── Input rows ──

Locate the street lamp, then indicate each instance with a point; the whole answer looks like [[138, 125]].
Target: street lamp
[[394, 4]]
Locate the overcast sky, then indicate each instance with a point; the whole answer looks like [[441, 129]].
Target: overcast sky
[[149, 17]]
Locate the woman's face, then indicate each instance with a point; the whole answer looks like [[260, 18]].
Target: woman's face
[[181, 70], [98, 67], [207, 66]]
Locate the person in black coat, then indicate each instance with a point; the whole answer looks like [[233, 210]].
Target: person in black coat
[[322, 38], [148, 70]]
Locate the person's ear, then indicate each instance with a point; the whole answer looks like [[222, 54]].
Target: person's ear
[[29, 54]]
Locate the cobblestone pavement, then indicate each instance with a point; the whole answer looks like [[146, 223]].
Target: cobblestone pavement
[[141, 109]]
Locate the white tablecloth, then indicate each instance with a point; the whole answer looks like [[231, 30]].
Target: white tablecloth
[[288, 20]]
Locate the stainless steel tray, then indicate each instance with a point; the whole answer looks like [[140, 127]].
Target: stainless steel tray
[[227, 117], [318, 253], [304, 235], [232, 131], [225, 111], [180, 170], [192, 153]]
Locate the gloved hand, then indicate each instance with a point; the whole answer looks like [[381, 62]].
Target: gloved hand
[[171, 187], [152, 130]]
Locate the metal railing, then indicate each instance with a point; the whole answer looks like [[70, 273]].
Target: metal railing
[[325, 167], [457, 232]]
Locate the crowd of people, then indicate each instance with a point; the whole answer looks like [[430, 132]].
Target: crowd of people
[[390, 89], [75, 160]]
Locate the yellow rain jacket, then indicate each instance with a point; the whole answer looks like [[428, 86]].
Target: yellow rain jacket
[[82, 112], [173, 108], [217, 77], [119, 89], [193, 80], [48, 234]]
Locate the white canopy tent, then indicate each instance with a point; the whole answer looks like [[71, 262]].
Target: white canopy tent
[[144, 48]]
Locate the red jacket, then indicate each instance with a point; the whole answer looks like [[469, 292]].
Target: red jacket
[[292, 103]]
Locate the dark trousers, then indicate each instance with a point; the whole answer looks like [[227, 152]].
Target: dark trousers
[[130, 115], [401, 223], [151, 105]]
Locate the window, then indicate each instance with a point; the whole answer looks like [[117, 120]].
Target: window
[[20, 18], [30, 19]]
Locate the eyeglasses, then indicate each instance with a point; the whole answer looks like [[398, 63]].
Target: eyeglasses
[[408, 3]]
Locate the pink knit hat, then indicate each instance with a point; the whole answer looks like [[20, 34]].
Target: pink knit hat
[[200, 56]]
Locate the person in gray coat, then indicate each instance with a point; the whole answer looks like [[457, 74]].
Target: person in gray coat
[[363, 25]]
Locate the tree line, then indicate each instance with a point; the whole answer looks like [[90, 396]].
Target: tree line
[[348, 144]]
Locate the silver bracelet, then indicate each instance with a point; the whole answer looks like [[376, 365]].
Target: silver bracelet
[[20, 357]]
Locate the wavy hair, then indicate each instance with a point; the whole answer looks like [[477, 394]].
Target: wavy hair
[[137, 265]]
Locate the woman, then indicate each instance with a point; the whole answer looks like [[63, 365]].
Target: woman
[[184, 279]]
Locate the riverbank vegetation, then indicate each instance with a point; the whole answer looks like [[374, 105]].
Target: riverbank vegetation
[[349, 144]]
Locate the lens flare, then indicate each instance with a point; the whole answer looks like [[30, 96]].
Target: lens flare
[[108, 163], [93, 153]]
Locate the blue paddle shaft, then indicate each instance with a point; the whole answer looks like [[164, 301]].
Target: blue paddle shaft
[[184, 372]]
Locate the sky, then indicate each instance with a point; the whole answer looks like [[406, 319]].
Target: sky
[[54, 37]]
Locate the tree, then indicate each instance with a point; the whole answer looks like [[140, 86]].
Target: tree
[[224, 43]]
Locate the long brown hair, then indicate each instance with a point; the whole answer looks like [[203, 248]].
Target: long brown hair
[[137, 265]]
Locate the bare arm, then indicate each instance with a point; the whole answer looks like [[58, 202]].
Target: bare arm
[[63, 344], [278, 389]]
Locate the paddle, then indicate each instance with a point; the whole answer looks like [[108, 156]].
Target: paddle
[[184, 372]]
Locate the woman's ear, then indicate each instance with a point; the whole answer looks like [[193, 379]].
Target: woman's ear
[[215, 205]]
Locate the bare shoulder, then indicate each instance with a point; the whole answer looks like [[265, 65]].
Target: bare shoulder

───

◆ **Task goal**
Lay out the lines above as a Markdown table with a row number in a column headed "No." and the line itself in a column headed "Line". Leave out any blank lines.

◆ **Written response**
| No. | Line |
|---|---|
| 1 | Locate the street lamp, then indicate each instance with a point; the whole answer looks like [[138, 125]]. |
| 2 | Target: street lamp |
| 3 | [[394, 4]] |
| 4 | Locate the overcast sky, then indicate each instance with a point; the whole answer looks like [[441, 129]]. |
| 5 | Target: overcast sky |
| 6 | [[149, 17]] |
| 7 | Locate the woman's face, then indicate each instance with a point; the whole answer looks like [[260, 18]]. |
| 8 | Target: woman's face |
| 9 | [[181, 70], [98, 67], [207, 66]] |
| 10 | Locate the person in black coat, then indicate each instance with a point; the whole answer looks like [[233, 210]]. |
| 11 | Target: person in black coat |
| 12 | [[322, 38], [148, 70]] |
| 13 | Locate the person's ear, then indicate each instance with a point; the whole answer looks like [[222, 54]]. |
| 14 | Target: person's ear |
| 15 | [[29, 54]] |
| 16 | Locate the cobblestone pavement, then indicate each instance with a point; the whole answer looks like [[146, 223]]. |
| 17 | Target: cobblestone pavement |
| 18 | [[141, 109]] |
| 19 | Locate the white tablecloth, then indicate each instance with a point; the whole answer looks like [[231, 30]]. |
| 20 | Target: white tablecloth |
| 21 | [[288, 20]] |
| 22 | Locate the stainless steel tray, then indicate each instance with a point; the whole answer looks like [[140, 127]]. |
| 23 | Target: stainless steel tray |
| 24 | [[227, 117], [318, 253], [304, 235], [232, 131], [225, 111], [180, 170], [192, 153]] |
| 25 | Locate the gloved hand, then indicate each instance with a point; the whole answer looks like [[381, 62]]. |
| 26 | Target: gloved hand |
| 27 | [[171, 187], [152, 130]] |
| 28 | Locate the metal railing, then indicate each instance with a point; the whole answer looks like [[70, 273]]. |
| 29 | Target: metal railing |
| 30 | [[325, 167], [457, 232]] |
| 31 | Locate the crowd of people, then indicate each instance with a point; the whole answer looks like [[430, 132]]. |
| 32 | Target: crowd of people |
| 33 | [[390, 89], [75, 160]] |
| 34 | Locate the yellow rain jacket, then indicate each instance with a point; the whole answer looks like [[428, 86]]. |
| 35 | Target: yellow rain jacket |
| 36 | [[82, 112], [173, 108], [217, 77], [119, 89], [193, 80], [48, 234]] |
| 37 | Locate the white canopy tent, then indicate each instance with a point; the whole answer looks like [[71, 262]]. |
| 38 | Target: white canopy tent |
| 39 | [[144, 48]] |
| 40 | Locate the red jacket, then indicate each instance with a point; the whole answer looks like [[469, 292]]. |
| 41 | Target: red jacket |
| 42 | [[292, 103]] |
| 43 | Locate the dark trousers, then indicate each instance with a point; the whole answer looks like [[227, 152]]. |
| 44 | Target: dark trousers |
| 45 | [[130, 115], [401, 223], [151, 105]] |
| 46 | Locate the window, then indicate each instance with a point; the whole answer looks like [[117, 120]]. |
| 47 | Target: window |
| 48 | [[20, 18], [30, 19]] |
| 49 | Locate the eyeglasses, then indicate each instance with a point; the whole answer looks like [[398, 63]]. |
| 50 | Target: eyeglasses |
| 51 | [[408, 3]] |
| 52 | Locate the pink knit hat, then indicate each instance with a point; the whole answer looks like [[20, 34]]. |
| 53 | Target: pink knit hat |
| 54 | [[200, 56]] |
| 55 | Locate the person in gray coat, then indicate each instance with a point; the whole answer looks like [[457, 74]]. |
| 56 | Target: person in gray coat |
| 57 | [[363, 25]] |
| 58 | Locate the tree line, then indicate each instance with a point; the whole answer looks like [[90, 396]]. |
| 59 | Target: tree line |
| 60 | [[348, 144]] |
| 61 | Locate the silver bracelet, then indicate each instance with a point; the whole answer looks like [[376, 365]]. |
| 62 | Target: silver bracelet |
| 63 | [[20, 357]] |
| 64 | Locate the wavy hair, then indicate each instance with a point; the whole answer looks like [[477, 394]]. |
| 65 | Target: wavy hair |
| 66 | [[137, 265]] |
| 67 | Locate the woman, then indicate each instance with a point; the whole answer looks like [[63, 365]]. |
| 68 | Target: woman |
| 69 | [[184, 279]] |
| 70 | Locate the riverbank vegetation, then indicate each instance with a point; the whole answer looks like [[374, 105]]. |
| 71 | Target: riverbank vegetation |
| 72 | [[349, 144]] |
| 73 | Locate the lens flare, then indicate each instance with a point; the whole answer looks like [[30, 96]]. |
| 74 | Target: lens flare |
| 75 | [[108, 163], [93, 153]] |
| 76 | Locate the blue paddle shaft, then indicate each instance with a point; the whole answer looks like [[164, 301]]. |
| 77 | Target: blue paddle shaft |
| 78 | [[184, 372]] |
| 79 | Locate the sky, then indicate each instance with a point; the whole answer looks like [[406, 319]]. |
| 80 | Target: sky |
| 81 | [[54, 37]] |
| 82 | Locate the tree, then indicate each instance with a point; the whole answer looks like [[140, 86]]. |
| 83 | Target: tree |
| 84 | [[224, 43]] |
| 85 | Locate the long brown hair, then indicate each instance with a point; the whole answer looks like [[203, 248]]. |
| 86 | Target: long brown hair |
| 87 | [[137, 265]] |
| 88 | Locate the bare arm, then indicate each instance with a point; the whole answer looks like [[58, 202]]. |
| 89 | Target: bare arm |
| 90 | [[63, 344], [278, 389]] |
| 91 | Locate the paddle, then indicate each instance with a point; the whole answer looks like [[108, 156]]. |
| 92 | Target: paddle |
| 93 | [[184, 372]] |
| 94 | Locate the woman's ear, then indicate each instance with a point; the whole answer looks like [[193, 379]]. |
| 95 | Target: woman's ear |
| 96 | [[215, 205]] |
| 97 | Locate the bare shoulder, then indicate each instance with a point; the whole answer looks like [[265, 65]]. |
| 98 | Target: bare shoulder |